» Items from a dataset:
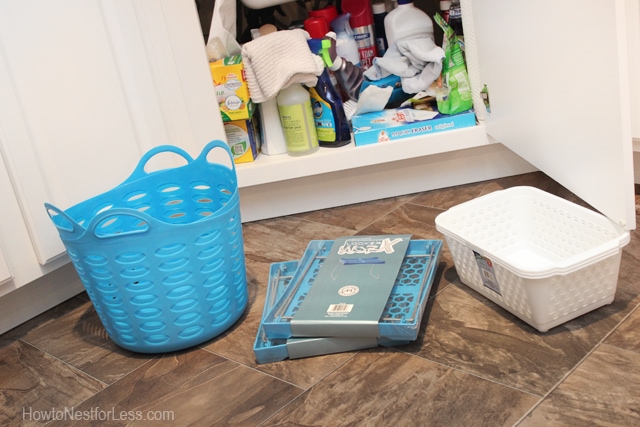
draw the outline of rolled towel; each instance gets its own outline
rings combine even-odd
[[[428,37],[398,40],[382,58],[375,58],[364,75],[380,80],[391,74],[400,77],[402,90],[418,93],[426,90],[442,72],[444,50]]]
[[[308,33],[301,29],[277,31],[242,46],[249,94],[255,103],[278,95],[293,83],[313,87],[324,70],[322,58],[307,45]]]

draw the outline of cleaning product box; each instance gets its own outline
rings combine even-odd
[[[209,63],[224,122],[249,120],[255,105],[249,96],[242,56],[234,55]]]
[[[445,115],[437,111],[398,108],[355,115],[351,123],[355,144],[368,145],[475,126],[476,115],[473,110]]]
[[[234,120],[224,123],[227,143],[234,163],[253,162],[260,153],[260,114],[256,111],[249,120]]]

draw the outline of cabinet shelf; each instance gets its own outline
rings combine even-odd
[[[237,165],[242,220],[256,221],[535,170],[484,124]]]
[[[321,147],[309,156],[260,155],[252,163],[236,165],[238,185],[245,188],[495,143],[487,135],[484,124],[479,124],[383,144],[356,147],[352,142],[340,148]]]

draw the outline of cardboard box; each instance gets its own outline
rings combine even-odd
[[[255,105],[249,96],[242,56],[234,55],[209,63],[224,122],[249,120]]]
[[[251,120],[234,120],[224,123],[224,131],[234,163],[253,162],[260,153],[260,115],[256,112]]]
[[[395,141],[417,135],[475,126],[473,110],[460,114],[434,114],[430,111],[398,108],[355,115],[351,119],[356,145]]]

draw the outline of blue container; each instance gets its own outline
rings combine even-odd
[[[224,150],[230,165],[210,162]],[[159,153],[186,165],[146,172]],[[212,141],[194,160],[147,152],[122,184],[66,211],[45,208],[111,339],[141,353],[181,350],[227,330],[247,306],[233,156]]]

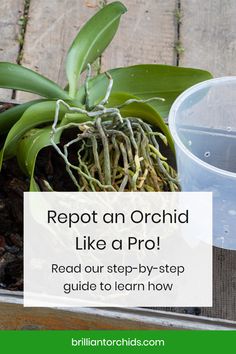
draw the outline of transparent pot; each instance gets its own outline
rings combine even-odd
[[[213,245],[236,250],[236,77],[186,90],[169,126],[182,190],[213,192]]]

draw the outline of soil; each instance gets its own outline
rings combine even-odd
[[[0,186],[0,288],[22,290],[23,191],[28,182],[16,161],[4,163]]]
[[[47,180],[58,191],[75,190],[63,161],[50,148],[40,152],[36,179],[42,190]],[[29,179],[16,159],[3,163],[0,173],[0,289],[23,290],[23,193]]]

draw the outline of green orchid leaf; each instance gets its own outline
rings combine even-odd
[[[128,101],[130,99],[138,99],[138,98],[124,92],[114,93],[110,96],[108,107],[115,107],[115,106],[122,105],[125,101]],[[158,112],[155,109],[153,109],[149,104],[143,102],[131,103],[121,108],[120,111],[122,117],[142,118],[144,121],[161,129],[161,131],[167,138],[170,148],[172,149],[172,151],[174,151],[174,142],[170,134],[169,128],[165,124],[162,117],[158,114]]]
[[[0,113],[0,134],[7,133],[9,129],[20,119],[27,108],[43,101],[46,100],[42,99],[22,103]]]
[[[39,186],[34,179],[34,168],[37,155],[40,150],[51,145],[50,134],[52,127],[29,130],[20,140],[17,146],[17,161],[21,170],[30,177],[30,191],[39,191]],[[60,136],[55,136],[55,142],[59,143]]]
[[[47,98],[69,99],[68,93],[53,81],[12,63],[0,62],[0,87],[28,91]]]
[[[0,151],[0,169],[2,166],[3,158],[7,159],[15,155],[19,140],[28,130],[37,127],[41,124],[53,121],[55,116],[55,109],[56,102],[47,101],[36,103],[35,105],[30,106],[23,113],[22,117],[9,131],[4,146]],[[61,106],[59,119],[61,119],[66,112],[66,107]]]
[[[163,97],[164,102],[150,102],[163,118],[168,116],[172,103],[183,91],[198,82],[212,78],[212,75],[204,70],[157,64],[112,69],[109,73],[113,79],[112,93],[126,92],[141,99]],[[108,78],[105,74],[91,79],[89,83],[91,105],[105,96],[107,86]],[[84,87],[79,90],[77,98],[84,102]]]
[[[72,113],[75,117],[70,119],[70,122],[82,123],[88,118],[84,115],[77,115]],[[68,124],[66,114],[60,122],[60,126]],[[39,191],[39,186],[34,178],[35,163],[38,153],[45,147],[51,146],[51,126],[46,126],[41,129],[31,129],[23,135],[17,145],[16,157],[21,170],[30,177],[30,191]],[[60,142],[62,130],[54,135],[56,144]]]
[[[39,185],[37,184],[37,182],[35,181],[34,178],[33,178],[32,182],[30,183],[29,191],[30,192],[40,192]]]
[[[114,37],[120,17],[126,12],[120,2],[113,2],[97,12],[82,27],[73,41],[67,55],[66,73],[69,93],[75,97],[81,72],[87,64],[92,64]]]

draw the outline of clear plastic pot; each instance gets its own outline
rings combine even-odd
[[[213,192],[213,244],[236,250],[236,77],[186,90],[169,126],[182,190]]]

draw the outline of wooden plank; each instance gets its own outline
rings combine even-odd
[[[23,15],[24,0],[1,0],[0,61],[16,63],[19,51],[19,18]],[[0,99],[9,100],[12,90],[0,89]]]
[[[73,313],[45,308],[23,308],[22,305],[0,303],[0,330],[41,329],[41,330],[92,330],[92,329],[161,329],[161,326],[134,321],[111,319],[94,313]]]
[[[66,52],[97,4],[98,0],[31,0],[22,65],[64,86]],[[17,93],[18,101],[32,98],[35,95]]]
[[[203,316],[236,320],[236,252],[214,248],[213,307],[202,308]]]
[[[181,0],[180,66],[209,70],[214,76],[236,75],[236,2]],[[214,298],[202,315],[236,320],[236,252],[214,248]],[[199,280],[200,281],[200,280]]]
[[[236,1],[181,0],[181,9],[185,52],[180,65],[207,69],[216,77],[236,75]]]
[[[0,291],[0,329],[232,330],[236,322],[139,308],[24,308],[22,295]]]
[[[128,12],[102,57],[102,69],[140,63],[175,65],[177,1],[124,0],[123,3]]]
[[[12,1],[4,0],[3,5],[1,3],[1,18],[7,18],[7,23],[11,14],[16,11],[16,3],[23,3],[23,0],[14,0],[12,6]],[[173,13],[176,1],[124,2],[129,13],[122,19],[123,28],[121,27],[111,48],[102,58],[103,69],[140,62],[174,64]],[[92,7],[89,7],[91,5]],[[94,5],[95,1],[92,0],[90,5],[82,0],[31,0],[23,64],[64,84],[62,58],[80,25],[96,10]],[[180,27],[180,39],[185,53],[180,57],[180,65],[205,68],[217,76],[235,74],[235,1],[208,0],[199,6],[196,0],[181,0],[181,7],[184,17]],[[7,16],[3,16],[5,11]],[[13,22],[9,22],[9,28],[16,30],[17,22],[14,22],[14,18],[13,16]],[[0,25],[1,30],[8,27],[5,22],[4,26],[2,22]],[[9,55],[13,48],[18,48],[16,41],[14,46],[10,45],[9,41],[3,45],[2,41],[1,32],[0,48],[3,50],[0,49],[0,59],[11,60],[9,57],[3,57],[2,53]],[[21,100],[26,97],[24,93],[17,95]],[[215,249],[214,307],[201,309],[202,314],[236,320],[235,274],[236,252]]]
[[[213,307],[159,307],[158,310],[236,321],[236,252],[213,248]]]

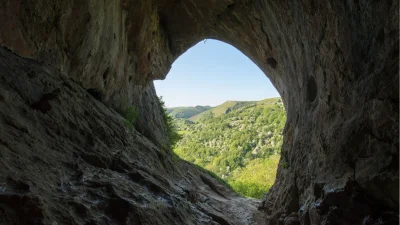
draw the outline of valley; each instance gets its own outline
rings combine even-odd
[[[188,118],[176,116],[185,114],[183,107],[178,108],[180,114],[173,114],[174,109],[169,112],[181,135],[174,147],[179,157],[243,196],[262,198],[268,192],[275,181],[286,122],[280,98],[228,101]]]

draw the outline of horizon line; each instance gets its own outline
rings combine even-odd
[[[178,107],[196,107],[196,106],[210,106],[210,107],[216,107],[216,106],[219,106],[219,105],[222,105],[222,104],[224,104],[224,103],[226,103],[226,102],[259,102],[259,101],[262,101],[262,100],[265,100],[265,99],[271,99],[271,98],[282,98],[281,96],[274,96],[274,97],[267,97],[267,98],[263,98],[263,99],[260,99],[260,100],[226,100],[226,101],[224,101],[224,102],[222,102],[222,103],[220,103],[220,104],[217,104],[217,105],[179,105],[179,106],[167,106],[167,108],[178,108]]]

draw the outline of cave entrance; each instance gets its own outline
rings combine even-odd
[[[286,112],[257,65],[229,44],[204,40],[154,83],[181,136],[174,153],[262,198],[275,182]]]

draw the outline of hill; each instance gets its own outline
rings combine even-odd
[[[264,100],[258,101],[257,104],[261,105],[261,104],[271,104],[271,103],[275,103],[275,102],[281,102],[282,99],[280,97],[275,97],[275,98],[266,98]]]
[[[280,101],[280,99],[281,98],[276,97],[276,98],[267,98],[267,99],[264,99],[261,101],[226,101],[221,105],[215,106],[211,109],[208,109],[207,111],[204,111],[202,113],[194,115],[194,116],[190,117],[189,119],[191,121],[198,122],[204,118],[219,117],[221,115],[231,112],[232,110],[240,109],[242,107],[255,105],[255,104],[275,103],[277,101]]]
[[[229,113],[232,110],[239,109],[241,107],[245,107],[248,105],[253,105],[255,103],[256,101],[227,101],[221,105],[215,106],[207,111],[204,111],[202,113],[190,117],[190,120],[197,122],[200,121],[201,119],[208,118],[210,116],[218,117],[223,114]]]
[[[199,113],[202,113],[204,111],[207,111],[211,109],[211,106],[195,106],[195,107],[173,107],[173,108],[168,108],[167,112],[174,118],[177,119],[188,119],[192,116],[195,116]]]
[[[206,112],[217,116],[176,120],[182,139],[174,152],[216,174],[238,193],[261,198],[275,180],[280,157],[286,122],[282,101],[229,101]]]

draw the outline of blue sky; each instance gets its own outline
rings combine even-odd
[[[172,64],[165,80],[154,81],[167,107],[252,101],[279,94],[264,73],[233,46],[201,41]]]

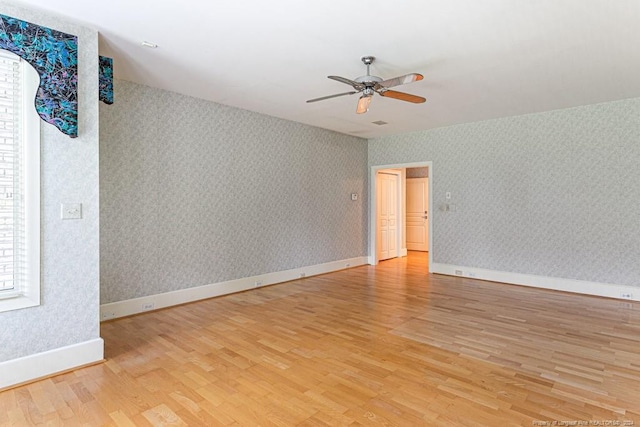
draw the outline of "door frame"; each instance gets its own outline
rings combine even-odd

» ABOUT THIS TASK: The word to find is "blue". Copy every line of the records that holds it.

» FINISHED EXERCISE:
draw the outline of blue container; each instance gets its own outline
draw the outline of blue sky; each instance gets its own outline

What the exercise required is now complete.